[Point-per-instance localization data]
──────

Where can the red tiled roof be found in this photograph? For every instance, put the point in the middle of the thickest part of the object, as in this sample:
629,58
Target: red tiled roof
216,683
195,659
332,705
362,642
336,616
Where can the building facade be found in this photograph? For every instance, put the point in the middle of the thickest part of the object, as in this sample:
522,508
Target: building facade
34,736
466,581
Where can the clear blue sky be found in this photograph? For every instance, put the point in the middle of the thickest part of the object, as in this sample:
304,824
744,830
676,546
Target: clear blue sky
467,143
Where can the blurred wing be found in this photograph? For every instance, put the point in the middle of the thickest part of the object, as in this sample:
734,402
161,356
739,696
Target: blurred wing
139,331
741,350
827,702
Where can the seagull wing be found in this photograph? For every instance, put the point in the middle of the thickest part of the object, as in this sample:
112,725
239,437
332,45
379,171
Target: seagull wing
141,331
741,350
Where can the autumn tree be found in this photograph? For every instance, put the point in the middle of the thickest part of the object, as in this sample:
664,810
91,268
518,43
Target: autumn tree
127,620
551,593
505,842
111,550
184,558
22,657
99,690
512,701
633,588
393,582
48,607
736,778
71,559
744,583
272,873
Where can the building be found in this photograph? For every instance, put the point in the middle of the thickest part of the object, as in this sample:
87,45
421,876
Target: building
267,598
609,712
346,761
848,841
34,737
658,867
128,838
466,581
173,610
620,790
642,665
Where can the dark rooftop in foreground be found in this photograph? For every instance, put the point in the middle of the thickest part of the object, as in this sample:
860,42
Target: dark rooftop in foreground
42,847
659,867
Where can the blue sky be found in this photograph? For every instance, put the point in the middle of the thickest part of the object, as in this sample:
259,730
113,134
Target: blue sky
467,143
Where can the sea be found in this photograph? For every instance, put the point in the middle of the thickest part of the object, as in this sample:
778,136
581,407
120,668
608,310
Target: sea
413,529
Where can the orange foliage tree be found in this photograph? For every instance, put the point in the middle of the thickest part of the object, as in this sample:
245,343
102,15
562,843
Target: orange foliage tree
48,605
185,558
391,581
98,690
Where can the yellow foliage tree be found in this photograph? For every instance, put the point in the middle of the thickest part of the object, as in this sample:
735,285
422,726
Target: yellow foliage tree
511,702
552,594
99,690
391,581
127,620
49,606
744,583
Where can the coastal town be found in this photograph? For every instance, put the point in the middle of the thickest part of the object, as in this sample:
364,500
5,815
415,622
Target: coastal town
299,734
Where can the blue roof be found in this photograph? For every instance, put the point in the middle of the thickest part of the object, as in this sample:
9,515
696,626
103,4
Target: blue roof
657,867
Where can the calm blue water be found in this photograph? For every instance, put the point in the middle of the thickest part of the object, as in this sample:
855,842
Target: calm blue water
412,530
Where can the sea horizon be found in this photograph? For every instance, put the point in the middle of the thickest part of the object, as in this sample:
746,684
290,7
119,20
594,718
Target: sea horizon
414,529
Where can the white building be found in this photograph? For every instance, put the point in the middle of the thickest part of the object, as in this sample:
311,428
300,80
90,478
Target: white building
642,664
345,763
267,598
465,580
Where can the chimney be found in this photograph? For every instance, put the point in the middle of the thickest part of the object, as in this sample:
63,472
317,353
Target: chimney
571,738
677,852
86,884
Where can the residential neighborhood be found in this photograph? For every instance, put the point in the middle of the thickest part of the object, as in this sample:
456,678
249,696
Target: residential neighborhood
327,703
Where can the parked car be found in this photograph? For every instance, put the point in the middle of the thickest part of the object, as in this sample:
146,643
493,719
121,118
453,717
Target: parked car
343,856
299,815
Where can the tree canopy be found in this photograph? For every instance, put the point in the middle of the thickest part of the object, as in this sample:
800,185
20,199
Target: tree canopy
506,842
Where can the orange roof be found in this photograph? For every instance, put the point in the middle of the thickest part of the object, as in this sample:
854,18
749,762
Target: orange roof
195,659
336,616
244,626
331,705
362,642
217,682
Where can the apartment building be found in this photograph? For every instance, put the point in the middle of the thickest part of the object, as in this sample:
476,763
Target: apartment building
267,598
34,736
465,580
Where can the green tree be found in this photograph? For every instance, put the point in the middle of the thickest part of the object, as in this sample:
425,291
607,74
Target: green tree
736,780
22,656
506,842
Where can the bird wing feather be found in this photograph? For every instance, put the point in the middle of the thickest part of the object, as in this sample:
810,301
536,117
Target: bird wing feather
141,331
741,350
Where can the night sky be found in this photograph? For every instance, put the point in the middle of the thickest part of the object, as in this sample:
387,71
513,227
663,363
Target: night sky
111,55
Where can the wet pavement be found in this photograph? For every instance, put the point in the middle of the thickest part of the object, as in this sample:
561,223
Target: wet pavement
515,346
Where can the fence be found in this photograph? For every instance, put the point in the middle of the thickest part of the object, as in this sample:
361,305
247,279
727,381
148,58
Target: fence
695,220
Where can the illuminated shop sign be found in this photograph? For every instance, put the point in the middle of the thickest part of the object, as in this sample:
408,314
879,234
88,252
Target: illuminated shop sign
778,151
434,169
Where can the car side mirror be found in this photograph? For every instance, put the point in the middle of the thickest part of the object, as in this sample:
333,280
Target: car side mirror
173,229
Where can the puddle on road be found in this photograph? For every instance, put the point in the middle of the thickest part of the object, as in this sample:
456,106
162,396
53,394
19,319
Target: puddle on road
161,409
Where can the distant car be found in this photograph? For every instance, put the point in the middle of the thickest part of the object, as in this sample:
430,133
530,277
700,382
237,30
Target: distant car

──────

• WORK INSTRUCTIONS: Print every record above exactly as it was given.

• RESULT BELOW:
Where can the red tiled roof be found in this photograph? For every instance, put the point in the middle of the thickest part of the object, as in this sample:
629,58
Target: red tiled roof
216,683
195,659
332,705
362,642
336,616
Where can the building facade be found in this photograph? For every instance, put the point in the middle of the thickest part of the object, as in this sample:
522,508
Target: building facade
34,736
466,581
Where can the clear blue sky be found in this photograph? For every instance, put the point in the middle of the thickest part of the object, as in this sample:
304,824
744,830
676,546
Target: clear blue sky
467,143
Where can the blurred wing be found in this photograph? For every instance, put the point in the middle of the thickest part of the object, as in this sample:
734,402
161,356
739,696
Target: blurred wing
139,331
741,350
827,702
Where can the seagull wing be found in this photograph? For every instance, put the point in the middle of the thickest part of the object, as in this sample:
112,725
239,437
332,45
379,171
Target: seagull wing
141,331
741,350
Where can the autumn tree be found in this photograph? For every instance, put the point in the middle of the thickest part of the object, as in this sample:
664,810
91,268
518,43
Target: autumn tree
127,620
551,593
505,842
111,550
184,558
22,657
99,690
512,701
633,588
393,582
48,607
736,778
71,559
744,583
272,873
Where can the building be found in this photograph? For every instance, put the point in the middle of the thickest part of the object, as in this sample:
87,45
421,876
Target: building
267,598
609,712
346,761
848,841
34,737
658,867
128,838
466,581
173,610
620,790
642,665
Where can the dark rooftop in foreground be found in this photograph? For every instance, put the point in the middle of the thickest part of the object, as in this sample:
860,42
Target: dark rooftop in foreground
42,847
659,867
Where can the blue sky be found in this photograph? For every instance, put the point in the middle of the thickest part of the object, as in this sample:
259,730
113,134
Target: blue sky
467,143
Where can the sea be found in this photograph? For every instance, put the point in the middle of the thickest part of the object, as in this sample:
778,136
581,407
120,668
608,310
Target: sea
413,529
Where can the orange foliage tree be found in this photograph? For every instance, put the point in the middle of the thickest part of the object, as in this sample:
245,343
102,15
562,843
Target: orange foliage tree
48,605
185,558
391,581
98,690
Where can the yellow foliage tree be found in this photograph? For every instance, put the point in the middle of the thickest part of the object, as in this sample:
735,285
422,726
Target: yellow foliage tree
511,702
552,594
99,690
391,581
127,620
49,606
744,583
Where can the coastal town be found in this photograph? For every instance, put the point in the middle of the thickest part of the object, as in this sample:
364,500
5,815
415,622
Target: coastal town
299,734
Where can the blue roof be found in this photograph? For every instance, put the point in the middle of the thickest part of the object, as in this sample:
9,515
696,626
103,4
Target: blue roof
657,867
Where can the calm blue water be found in this photograph? For every instance, put the point in the middle of the thickest part of the object, as in this sample:
855,842
Target: calm blue water
412,530
Where can the sea horizon be found in this photograph? For every instance, put the point in the middle of the thickest part of the object, as in this sample:
746,684
290,7
119,20
594,718
Target: sea horizon
414,529
Where can the white building be found in this photograph? For every instance, put the point in the middle of the thickest part of the object, as in this sample:
311,428
300,80
90,478
Target: white building
642,664
345,763
267,598
465,580
Where can the chimney be found in this photograph? For every instance, put the point in the middle of the thickest part of the object, as in this sample:
63,472
317,353
Target: chimney
571,738
677,852
86,884
Where can the residential neighborhood be found in this photograph? For every instance, put the point in the middle of the thickest part of the object, as in this sample:
456,678
249,696
Target: residential neighborhood
327,703
Where can the parked car be found in this photograph? For every instance, put the point in the middle of the thickest part of the object, as in this sample:
146,643
493,719
121,118
453,717
Target: parked car
343,856
299,815
Where can the tree canopy be found in this photograph? For every instance, put the point in the middle of the thickest part of the object, as in this sample:
800,185
20,199
Target: tree canopy
506,842
Where can the orange roof be found in this photograph? For every instance, put the point in the middle of the thickest part of the object, as in this sample:
854,18
749,762
Target: orange roof
195,659
336,616
244,626
331,705
362,642
217,682
Where can the apartment building be found in this photograph? For every instance, put the point in the middle of the thickest part of the object, as in this sample:
476,763
Target: apartment building
267,598
34,736
465,580
Where can the green tree be found in this photograph? For every instance, put the point in the middle of the thickest part of the object, as in this sample:
425,291
607,74
Target: green tree
736,780
22,656
506,842
Where can the bird wing feather be found in this photograph? For every instance, put the point in the middle of the thickest part of the object, as in this sample:
810,301
536,117
Target: bird wing feather
141,331
741,350
Where can the night sky be found in this photograph? For every instance, put the point in the middle of the thickest part of the object, as in this sample:
387,71
513,227
663,363
Target: night sky
111,55
Where can the wet pavement be found in this photograph? For every instance, put the point in the middle of the thickest part of the object, as in this sample:
561,223
Target: wet pavement
515,346
Where can the fence be found in this photograph? For every instance, put the point in the middle of the thickest part of the object, as in this sample:
361,305
247,279
727,381
148,58
Target: fence
695,220
Where can the illuminated shop sign be found in this photograph? For every instance, put the point in the middle of the thickest part of the object, as in this sample:
408,314
879,234
88,252
Target: illuminated shop sign
778,151
434,169
Where can the car side mirror be found in this photograph? For every instance, put the point in the middle of the thickest part of the object, as in this sample:
333,280
Target: car side mirror
173,229
Where can the puddle on road be found in this photograph? For every instance, put the point in the middle of the thickest part of the object, as in this sample:
456,106
162,396
53,394
19,319
Target: puddle on road
161,409
Where can the distant car be found in this photograph? For every instance, put the point in the middle of the thickest part of the object, as in this sample:
430,133
530,277
700,382
237,30
Target: distant car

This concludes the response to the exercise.